== SHORT TASK A ==
Quote the memoir passage about Persia word for word, starting at "I do not actually" and ending at "we cannot remember.".
== SHORT TASK B ==
Answer these questions from the memoir passage about Persia:
(i) By what time was washing hung out in the early morning in Kermanshah bone dry?
(ii) In what line of work was the American friend in the house?
(iii) What kind of nursery was in Tehran?
== SHORT TASK C ==
Continue the memoir passage about Persia from the point where it stops.

### DOCUMENT PASSAGE ###

I do not actually remember, I was only told, that the climate in Kermanshah was all extremes. It was very hot. It was very cold. It was nearly always very dry. ‘The air was so dry the servants threw out the household slops on to the ground behind the house and by lunchtime it was just dust.’ ‘In Kermanshah the washing was hung out in the early morning and it was bone dry by ten.’
There were three adults in that house, not counting the Persian servants. One was a friend, an American, working in oil. For years I wondered why the American male voice seduced and cajoled, soothed, promised more than any reasonable woman could believe in. At last I saw the obvious explanation and with what reluctance had to accept – again – that our lives are governed by voices, caresses, threats we cannot remember.
A fourth absolutely valid hallmarked memory is of the journey from Kermanshah to Tehran, by car. There were not many cars then, in Persia. We drove through mountains on roads made for caravans, horses, mules, donkeys. It was an open car. I looked over the side, gripping rough canvas, down, down over cliffs to valleys that were all rock, and in particular one a rocky abyss with a village like one of my toys perched beside it. I would recognize that valley now, because terror imprinted it on me for ever. The car ground along the edge of the track that wound around the mountain, wheels on the edge of a void. Then a rocky corner blocked the car. The grown-ups got out with difficulty because my mother was very pregnant, and my father had to manoeuvre his clumsy wooden leg. I was handed over the canvas hood at the back of the car, and I stood behind the screen of my father’s legs, one of my arms around a real warm human leg, the other around the hard wood of the dead leg, and I peered down through the legs. Meanwhile the driver (who?) ground the car forward, one wheel on the collapsing outer edge of the track. He was driving, it seemed, into blue air … the terror of it, watching the car, would it go over, roll down that mountain? Just above us balanced an eagle large enough to snatch a child, looking down at me. ‘Daddy, Daddy, look at the big bird,’ but the bird did not swoop off with me, and the car did not go over the edge, for the next thing was, we were in the Edwardian nursery in Tehran, where my brother was soon born.

### RECORD EXTRACTS ###

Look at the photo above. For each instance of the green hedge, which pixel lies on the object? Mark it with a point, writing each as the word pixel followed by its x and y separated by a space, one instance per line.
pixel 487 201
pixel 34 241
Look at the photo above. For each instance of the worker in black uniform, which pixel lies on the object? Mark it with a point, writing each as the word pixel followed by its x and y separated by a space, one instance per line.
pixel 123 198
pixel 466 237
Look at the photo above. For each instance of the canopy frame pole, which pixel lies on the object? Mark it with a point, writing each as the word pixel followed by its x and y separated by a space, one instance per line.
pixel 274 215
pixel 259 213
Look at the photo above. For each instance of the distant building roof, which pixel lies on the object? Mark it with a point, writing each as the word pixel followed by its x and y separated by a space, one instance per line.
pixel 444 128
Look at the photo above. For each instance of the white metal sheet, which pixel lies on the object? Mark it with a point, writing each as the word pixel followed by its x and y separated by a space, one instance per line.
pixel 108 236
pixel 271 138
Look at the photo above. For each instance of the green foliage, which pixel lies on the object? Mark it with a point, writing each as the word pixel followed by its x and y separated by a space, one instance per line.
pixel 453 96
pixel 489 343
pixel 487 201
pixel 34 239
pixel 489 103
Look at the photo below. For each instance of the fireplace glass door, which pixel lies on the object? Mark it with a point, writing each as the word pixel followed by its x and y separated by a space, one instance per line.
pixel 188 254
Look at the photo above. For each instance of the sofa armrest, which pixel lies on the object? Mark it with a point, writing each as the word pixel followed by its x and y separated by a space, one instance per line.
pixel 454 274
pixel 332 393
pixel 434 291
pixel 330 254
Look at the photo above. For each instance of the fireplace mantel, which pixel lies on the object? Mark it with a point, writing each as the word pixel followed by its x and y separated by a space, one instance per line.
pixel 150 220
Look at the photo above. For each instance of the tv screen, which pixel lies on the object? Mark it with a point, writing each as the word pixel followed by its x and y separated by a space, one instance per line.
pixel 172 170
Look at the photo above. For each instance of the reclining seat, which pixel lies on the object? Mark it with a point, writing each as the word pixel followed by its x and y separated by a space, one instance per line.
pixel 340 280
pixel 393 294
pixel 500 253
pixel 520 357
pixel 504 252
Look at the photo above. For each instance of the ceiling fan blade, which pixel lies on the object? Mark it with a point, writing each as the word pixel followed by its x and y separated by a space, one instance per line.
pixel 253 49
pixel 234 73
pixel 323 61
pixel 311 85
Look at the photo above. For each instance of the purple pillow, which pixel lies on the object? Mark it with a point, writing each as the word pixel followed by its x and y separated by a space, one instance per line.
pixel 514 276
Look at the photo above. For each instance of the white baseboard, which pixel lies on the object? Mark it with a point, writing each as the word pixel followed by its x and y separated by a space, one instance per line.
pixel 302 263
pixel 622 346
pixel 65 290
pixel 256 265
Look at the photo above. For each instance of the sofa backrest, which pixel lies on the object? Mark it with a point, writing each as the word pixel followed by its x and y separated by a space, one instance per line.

###

== EXERCISE OUTPUT A ==
I do not actually remember, I was only told, that the climate in Kermanshah was all extremes. It was very hot. It was very cold. It was nearly always very dry. ‘The air was so dry the servants threw out the household slops on to the ground behind the house and by lunchtime it was just dust.’ ‘In Kermanshah the washing was hung out in the early morning and it was bone dry by ten.’
There were three adults in that house, not counting the Persian servants. One was a friend, an American, working in oil. For years I wondered why the American male voice seduced and cajoled, soothed, promised more than any reasonable woman could believe in. At last I saw the obvious explanation and with what reluctance had to accept – again – that our lives are governed by voices, caresses, threats we cannot remember.

== EXERCISE OUTPUT B ==
(i) By ten.
(ii) Oil.
(iii) An Edwardian nursery.

== EXERCISE OUTPUT C ==
My mother planned to use the loving coercions of Montessori for our upbringing, but meantime it was the harsh disciplines of one Doctor Truby King that ruled the nurseries both in Kermanshah and in Tehran. He was a New Zealander, whose book was law for innumerable parents, and whose influence can still be heard in the voices of older nurses and nannies. ‘You must have discipline – that’s the important thing.’ Truby King was the continuation of the cold and harsh discipline of my mother’s childhood and my father’s childhood. I am sure my mother never saw this: she was only doing what all good parents did. Even to read that guide to excellence in family relations is painful.
Take feeding. The infant was supposed to be fed every two hours, and then every three hours, day and night, and the consummation and crown of this clockwork provisioning was to achieve a four-hourly, or three-hourly, pattern of four or six feeds a day, while between them the baby must be left to howl and scream, otherwise the baby will call the tune, the baby will rule the roast, the baby’s character will be ruined for life, the baby will become spoiled, soft, self-indulgent, and above all, the baby will ‘get on top’ of the mother. The baby must never be picked up between feeds. The baby must learn what’s what and who is boss right from the start, and this essential instruction must be imparted while the infant is lying alone in a cot, in its own room, never in the parents’ bedroom. He, she, must learn its place, understand its position in the universe – alone.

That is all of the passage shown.